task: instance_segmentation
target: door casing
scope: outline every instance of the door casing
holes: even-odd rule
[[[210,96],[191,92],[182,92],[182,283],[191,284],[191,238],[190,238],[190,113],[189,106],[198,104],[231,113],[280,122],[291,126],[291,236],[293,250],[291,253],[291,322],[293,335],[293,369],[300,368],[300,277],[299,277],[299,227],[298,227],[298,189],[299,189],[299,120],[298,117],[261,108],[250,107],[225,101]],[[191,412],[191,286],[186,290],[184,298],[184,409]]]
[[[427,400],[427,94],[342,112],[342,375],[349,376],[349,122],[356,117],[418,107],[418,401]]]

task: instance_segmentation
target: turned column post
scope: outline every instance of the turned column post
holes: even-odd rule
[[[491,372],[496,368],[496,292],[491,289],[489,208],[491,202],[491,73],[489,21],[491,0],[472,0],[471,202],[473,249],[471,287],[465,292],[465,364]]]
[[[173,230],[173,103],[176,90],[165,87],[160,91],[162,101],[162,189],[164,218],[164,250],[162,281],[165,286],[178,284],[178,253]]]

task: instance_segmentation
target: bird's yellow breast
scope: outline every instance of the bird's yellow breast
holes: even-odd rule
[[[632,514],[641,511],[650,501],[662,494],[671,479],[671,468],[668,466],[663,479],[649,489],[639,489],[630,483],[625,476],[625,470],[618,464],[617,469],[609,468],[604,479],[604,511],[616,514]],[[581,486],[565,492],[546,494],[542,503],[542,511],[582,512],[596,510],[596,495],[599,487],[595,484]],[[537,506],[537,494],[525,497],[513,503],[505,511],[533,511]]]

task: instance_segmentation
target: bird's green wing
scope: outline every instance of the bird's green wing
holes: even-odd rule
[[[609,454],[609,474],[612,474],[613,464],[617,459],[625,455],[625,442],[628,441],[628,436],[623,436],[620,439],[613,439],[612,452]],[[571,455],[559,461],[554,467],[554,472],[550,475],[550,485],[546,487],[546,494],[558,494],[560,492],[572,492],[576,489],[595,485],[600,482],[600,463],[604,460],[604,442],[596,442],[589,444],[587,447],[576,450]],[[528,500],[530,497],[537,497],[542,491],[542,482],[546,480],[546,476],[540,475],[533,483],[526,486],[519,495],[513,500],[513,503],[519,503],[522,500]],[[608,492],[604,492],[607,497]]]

What to produce: Give back every line of the data exactly.

Result of the task:
task: instance_segmentation
target: door casing
scope: outline every instance of the door casing
holes: even-odd rule
[[[210,96],[191,92],[182,92],[182,283],[191,284],[191,238],[190,238],[190,113],[189,106],[198,104],[231,113],[280,122],[291,126],[291,236],[293,250],[291,253],[291,322],[293,335],[293,369],[300,368],[300,277],[299,277],[299,227],[298,227],[298,189],[299,189],[299,120],[298,117],[261,108],[250,107],[225,101]],[[191,412],[191,286],[186,290],[184,298],[184,409]]]
[[[427,400],[427,94],[342,112],[342,375],[349,376],[349,122],[356,117],[418,107],[418,401]]]

task: instance_segmentation
target: turned column post
scope: outline every instance of the turned column post
holes: even-odd rule
[[[491,372],[496,368],[496,292],[491,289],[489,208],[491,202],[491,73],[489,21],[491,0],[472,0],[471,202],[473,249],[471,287],[465,292],[465,364]]]
[[[173,230],[173,103],[176,90],[165,87],[160,91],[162,101],[162,189],[164,218],[164,250],[162,281],[165,286],[178,284],[178,253]]]

task: instance_segmentation
target: bird's yellow breast
scope: outline every instance of the bird's yellow breast
holes: even-odd rule
[[[632,514],[641,511],[650,501],[662,494],[671,479],[671,468],[668,466],[663,479],[649,489],[639,489],[630,483],[625,476],[625,470],[618,464],[617,469],[609,468],[604,479],[604,511],[616,514]],[[581,486],[565,492],[546,494],[542,503],[542,511],[582,512],[596,510],[596,495],[599,487],[595,484]],[[537,506],[537,494],[525,497],[513,503],[505,511],[533,511]]]

task: instance_segmentation
target: bird's green wing
scope: outline every instance of the bird's green wing
holes: even-odd rule
[[[609,454],[609,474],[612,474],[613,464],[617,459],[625,455],[625,442],[628,441],[628,436],[623,436],[620,439],[613,439],[612,452]],[[571,455],[559,461],[554,467],[554,472],[550,475],[550,485],[546,487],[546,494],[558,494],[560,492],[572,492],[576,489],[595,485],[600,482],[600,463],[604,460],[604,442],[596,442],[589,444],[587,447],[576,450]],[[528,500],[530,497],[537,497],[542,491],[542,482],[546,480],[546,476],[540,475],[533,483],[526,486],[519,495],[513,500],[513,503],[519,503],[522,500]],[[608,492],[604,492],[607,497]]]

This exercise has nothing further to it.